PROVIDED PASSAGE:
Total RNA from ∼5 × 10⁶ bone marrow or spleen cells was obtained by using RNEasy (Qiagen) as prescribed by the manufacturer. RNA was eluted into DEPC-treated H₂O and stored at −73°C. RNA from the equivalent of ∼1.5 × 10⁶ bone marrow cells or ∼3.0 × 10⁶ spleen cells was used to synthesize first strand cDNA using SuperscriptII RT and 100 ng of random hexamers (Amersham Pharmacia Biotech) as directed by the manufacturer (GIBCO BRL). A portion of this cDNA (equivalent to ∼3 × 10⁵ bone marrow cells or ∼6 × 10⁵ spleen cells) was amplified by PCR using 220 μM each of dATP, dGTP, dCTP, and dTTP, 0.4 μM primers, 20 μM Tris-HCl, pH 8.4, 50 μM KCl, 1.5 μM MgCl₂, and 2.5 U of AmpliTaq DNA polymerase (PerkinElmer) in a reaction volume of 50 μl. Controls for nonspecific amplification of PCR products included RAG^−/− cDNA and no cDNA template in the reaction. Semiquantitative PCR using a PTC-100 Thermal Controller (MJ Research) was carried out after an initial denaturation for 4 min at 95°C, with 23 cycles of 1 min at 94°C, 45 s at 65°C, and 1 min at 72°C, and a final elongation step for 5 min at 72°C. Southern blotting and hybridization was carried out as described above. The hybridization probes included pCμ3741 48, pECκ, and gel-purified VJλ1 and β2M PCR-amplified gene fragments.

Conditions for semiquantitative PCR were determined by varying cycle number and the amount of input DNA (or cDNA). Filters were exposed to a Fuji imaging plate to quantify the amount of α-³²P–hybridized probe in experimental samples relative to that in control (reference) samples using a BAS1000Mac Bio-Imaging Analyzer (Fuji Photo Film Co.). We found that with 23 cycles of amplification, the amount of PCR product was proportional to the amount of input DNA (from 10⁶ cells) at several different dilutions. Similarly, at 23 cycles, the amount of RT-PCR product was found to be proportional to the amount of input cDNA (from 3–6 × 10⁵ cells) at several different dilutions.

To ensure sufficient PCR product for cloning, one microliter from the primary PCR or RT-PCR reaction was subjected to an additional 15 cycles of PCR using conditions as above. The Vλl^int primer was used with Jλ1 or Cλ1 for recovery of junctional sequences from genomic DNA or cDNA, respectively. PCR products were electrophoresed through 1.5% LE agarose, purified using QiaexII, and cloned into pCR2.1 for transformation of INVαF′ bacteria (Invitrogen). Recombinant colonies were randomly chosen for plasmid recovery by Perfect Prep (5Prime-3Prime, Inc.). Plasmids were submitted for cycle sequencing using the ABI Prism Dye Terminator Reaction Kit and an ABI 377 DNA Sequencer (PerkinElmer).

Records from a data source:
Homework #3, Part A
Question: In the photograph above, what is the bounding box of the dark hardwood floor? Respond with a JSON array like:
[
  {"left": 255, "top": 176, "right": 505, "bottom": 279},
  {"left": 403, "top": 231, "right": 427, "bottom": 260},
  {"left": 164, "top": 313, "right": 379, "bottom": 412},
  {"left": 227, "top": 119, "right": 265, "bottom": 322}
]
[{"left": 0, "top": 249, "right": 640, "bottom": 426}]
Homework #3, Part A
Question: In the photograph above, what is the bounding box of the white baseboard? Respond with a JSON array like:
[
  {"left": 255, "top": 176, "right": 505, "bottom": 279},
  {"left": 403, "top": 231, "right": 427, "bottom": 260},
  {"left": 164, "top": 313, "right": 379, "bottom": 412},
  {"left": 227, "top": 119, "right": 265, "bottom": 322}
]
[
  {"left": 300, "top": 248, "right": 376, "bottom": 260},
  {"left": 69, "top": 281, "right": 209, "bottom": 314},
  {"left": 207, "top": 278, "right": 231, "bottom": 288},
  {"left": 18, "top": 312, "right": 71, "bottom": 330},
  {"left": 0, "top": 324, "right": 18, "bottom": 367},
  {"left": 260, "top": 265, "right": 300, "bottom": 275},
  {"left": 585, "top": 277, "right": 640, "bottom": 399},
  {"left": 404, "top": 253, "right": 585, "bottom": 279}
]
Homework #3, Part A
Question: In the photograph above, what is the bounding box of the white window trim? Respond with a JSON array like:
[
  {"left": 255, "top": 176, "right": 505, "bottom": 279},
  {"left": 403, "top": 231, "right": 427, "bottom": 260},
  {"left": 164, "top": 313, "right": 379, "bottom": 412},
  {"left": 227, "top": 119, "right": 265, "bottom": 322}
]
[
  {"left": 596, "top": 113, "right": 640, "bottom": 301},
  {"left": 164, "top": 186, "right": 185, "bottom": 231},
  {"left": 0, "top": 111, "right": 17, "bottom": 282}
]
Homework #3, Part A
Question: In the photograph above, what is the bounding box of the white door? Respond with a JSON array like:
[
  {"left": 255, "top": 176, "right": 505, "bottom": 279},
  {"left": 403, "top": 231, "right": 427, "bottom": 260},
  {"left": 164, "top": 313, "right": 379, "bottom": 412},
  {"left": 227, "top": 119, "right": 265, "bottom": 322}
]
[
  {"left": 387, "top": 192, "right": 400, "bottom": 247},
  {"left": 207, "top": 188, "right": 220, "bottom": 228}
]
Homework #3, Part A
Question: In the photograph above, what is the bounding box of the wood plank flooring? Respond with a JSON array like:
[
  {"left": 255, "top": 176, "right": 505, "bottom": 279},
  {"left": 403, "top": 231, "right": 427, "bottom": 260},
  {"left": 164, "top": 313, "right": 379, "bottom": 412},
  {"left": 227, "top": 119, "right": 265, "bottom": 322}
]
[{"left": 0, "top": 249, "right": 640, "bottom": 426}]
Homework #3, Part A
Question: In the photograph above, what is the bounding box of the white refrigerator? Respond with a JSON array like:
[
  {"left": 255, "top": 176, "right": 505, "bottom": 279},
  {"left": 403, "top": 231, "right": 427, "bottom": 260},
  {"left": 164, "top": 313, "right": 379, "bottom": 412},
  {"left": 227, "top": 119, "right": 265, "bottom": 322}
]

TASKS TO COMPLETE:
1. Decide whether each of these statements agrees with the PCR methods text above, and answer yes or no for each with the deciding words of the text in quotation marks: (a) The random hexamers used for first strand cDNA synthesis came from Amersham Pharmacia Biotech. (b) Semiquantitative PCR was run for 30 cycles. (c) To get enough product for cloning, one microliter from the primary reaction was given 10 more cycles of PCR.
2. Retype the part of the PCR methods text that runs from "Conditions for semiquantitative" down to "10⁵ cells) at several different dilutions.".

SOLUTION SET:
1.
(a) Yes: "100 ng of random hexamers (Amersham Pharmacia Biotech)"
(b) No: "with 23 cycles of 1 min at 94°C, 45 s at 65°C, and 1 min at 72°C"
(c) No: "subjected to an additional 15 cycles of PCR"

2.
Conditions for semiquantitative PCR were determined by varying cycle number and the amount of input DNA (or cDNA). Filters were exposed to a Fuji imaging plate to quantify the amount of α-³²P–hybridized probe in experimental samples relative to that in control (reference) samples using a BAS1000Mac Bio-Imaging Analyzer (Fuji Photo Film Co.). We found that with 23 cycles of amplification, the amount of PCR product was proportional to the amount of input DNA (from 10⁶ cells) at several different dilutions. Similarly, at 23 cycles, the amount of RT-PCR product was found to be proportional to the amount of input cDNA (from 3–6 × 10⁵ cells) at several different dilutions.